TASK TO COMPLETE: Write out each entry, exactly the way it appears.

SUPPLIED MATERIAL:
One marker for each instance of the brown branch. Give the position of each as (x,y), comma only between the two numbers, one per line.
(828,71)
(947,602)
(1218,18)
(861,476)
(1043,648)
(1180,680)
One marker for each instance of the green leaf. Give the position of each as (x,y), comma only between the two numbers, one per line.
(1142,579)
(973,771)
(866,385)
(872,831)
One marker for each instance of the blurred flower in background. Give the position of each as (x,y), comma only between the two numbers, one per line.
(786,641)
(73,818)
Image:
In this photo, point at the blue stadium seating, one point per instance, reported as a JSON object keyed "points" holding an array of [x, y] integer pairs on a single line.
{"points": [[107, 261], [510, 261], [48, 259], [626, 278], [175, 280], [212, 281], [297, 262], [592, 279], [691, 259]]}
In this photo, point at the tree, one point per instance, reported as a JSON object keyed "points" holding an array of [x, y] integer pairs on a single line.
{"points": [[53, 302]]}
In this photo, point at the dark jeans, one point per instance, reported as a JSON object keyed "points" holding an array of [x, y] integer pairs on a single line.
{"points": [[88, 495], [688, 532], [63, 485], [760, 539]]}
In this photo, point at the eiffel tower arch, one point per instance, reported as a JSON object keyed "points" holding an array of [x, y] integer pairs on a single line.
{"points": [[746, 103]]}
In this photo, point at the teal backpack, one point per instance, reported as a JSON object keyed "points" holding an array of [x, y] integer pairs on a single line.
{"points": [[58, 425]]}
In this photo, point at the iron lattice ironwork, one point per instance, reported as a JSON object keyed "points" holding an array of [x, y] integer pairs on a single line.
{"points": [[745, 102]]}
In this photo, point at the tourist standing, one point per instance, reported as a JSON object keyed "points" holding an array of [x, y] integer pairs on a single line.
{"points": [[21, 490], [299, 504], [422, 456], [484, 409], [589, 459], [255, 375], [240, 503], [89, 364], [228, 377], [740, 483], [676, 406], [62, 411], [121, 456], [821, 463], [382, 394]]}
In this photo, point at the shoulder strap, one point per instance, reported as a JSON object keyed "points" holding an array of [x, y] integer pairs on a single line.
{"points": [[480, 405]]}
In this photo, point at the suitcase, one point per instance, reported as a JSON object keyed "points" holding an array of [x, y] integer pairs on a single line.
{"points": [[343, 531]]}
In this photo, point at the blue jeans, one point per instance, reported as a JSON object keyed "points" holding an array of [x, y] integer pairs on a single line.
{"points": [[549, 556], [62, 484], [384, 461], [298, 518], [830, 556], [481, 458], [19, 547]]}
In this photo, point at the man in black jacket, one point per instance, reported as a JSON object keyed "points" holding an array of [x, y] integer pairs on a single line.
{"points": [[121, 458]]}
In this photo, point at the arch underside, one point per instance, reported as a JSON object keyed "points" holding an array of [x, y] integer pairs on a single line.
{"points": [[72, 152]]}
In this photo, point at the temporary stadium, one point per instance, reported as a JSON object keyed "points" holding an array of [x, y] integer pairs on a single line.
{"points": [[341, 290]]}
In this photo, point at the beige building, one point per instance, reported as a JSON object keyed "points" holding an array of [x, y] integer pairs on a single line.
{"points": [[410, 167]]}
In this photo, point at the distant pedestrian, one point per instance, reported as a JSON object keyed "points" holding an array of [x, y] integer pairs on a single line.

RESPONSE FOR THIS EXERCISE:
One marker for each instance of the brown branch. Give the position of each as (x,y), comma only between the two numbers, one per line.
(828,71)
(947,602)
(1218,18)
(861,476)
(1043,648)
(1180,680)
One marker for each instance of the green leaf. Give the position of each as (x,y), comma only between the two numbers, one per line.
(1142,579)
(973,771)
(866,385)
(872,831)
One marker for each instance of the blurred flower in background. Give the position of each as (x,y), comma only between the two numbers, one per line.
(786,641)
(73,818)
Image:
In this photo, point at the blue stadium seating, one point per instance, reported as a JSON object keyed "points" holding an array of [x, y] integer pairs on a single line.
{"points": [[107, 261], [510, 261], [48, 259], [626, 278], [175, 280], [212, 281], [297, 262], [592, 279], [691, 259]]}
In this photo, point at the tree, one point per instance, reported as a JSON object keyed "points" holding an array of [x, y] integer pairs on a single line.
{"points": [[53, 302]]}
In this photo, point at the dark jeans, one point per instance, reported as a JSON object keyed "points" holding an array of [x, y] integer pairs on a single line.
{"points": [[88, 495], [688, 532], [63, 485], [760, 539]]}
In this photo, point at the eiffel tower arch, one point per instance, reported as a JSON object keyed "points" holding an array of [x, y] integer pairs on a single line.
{"points": [[746, 103]]}
In this photo, point at the teal backpack, one point per instance, reported as a JSON object keyed "points" holding an array of [x, y] integer pairs on a single line.
{"points": [[58, 425]]}
In this photo, point at the iron lattice ironwork, one point per instance, reported as a JSON object keyed "points" holding an array of [x, y] integer pairs on a single line.
{"points": [[745, 102]]}
In this photo, point at the tourist standing, one point per instance, reported as a JSON object keyed "points" holding an array of [x, y] integer pairs on a single line.
{"points": [[21, 490], [299, 504], [422, 456], [484, 409], [589, 459], [255, 375], [240, 503], [89, 364], [228, 377], [740, 483], [676, 406], [62, 411], [121, 456], [821, 463], [382, 394]]}
In this photo, point at the shoulder strap, one point per instance, reported as a JSON object keyed "points" holding an array of [x, y] integer pairs on a single line.
{"points": [[480, 405]]}
In this photo, point at the suitcase, one point per instance, reported as a JSON object keyed "points" holding an array of [x, y] integer pairs on a single line.
{"points": [[343, 531]]}
In this photo, point at the blue jeans, one point per instance, reported as a JSON object keyed "points" holding an array of [x, y] integer pairs on a single line.
{"points": [[549, 556], [62, 484], [384, 461], [298, 518], [830, 556], [481, 458], [19, 547]]}
In this photo, point at the man in black jacket, one point per instance, reported as a JSON object keyed "points" holding an array of [x, y] integer pairs on a single line.
{"points": [[121, 458]]}
In this photo, point at the arch underside, one point per instance, reported as a JSON object keyed "points" holding an array of [x, y] integer pairs on a single line.
{"points": [[72, 152]]}
In this photo, point at the temporary stadium, one point per instance, reported as a JSON object keyed "points" holding an array of [x, y] integer pairs on a single line.
{"points": [[341, 290]]}
In this photo, point at the beige building, one point per instance, reported as a JSON object keyed "points" holding an array of [x, y] integer pairs on a single line.
{"points": [[410, 167]]}
In this photo, point at the distant pedestrian, one point per instance, reported as a JSON object keyed "points" holding an array of [x, y] integer pairs on a single line.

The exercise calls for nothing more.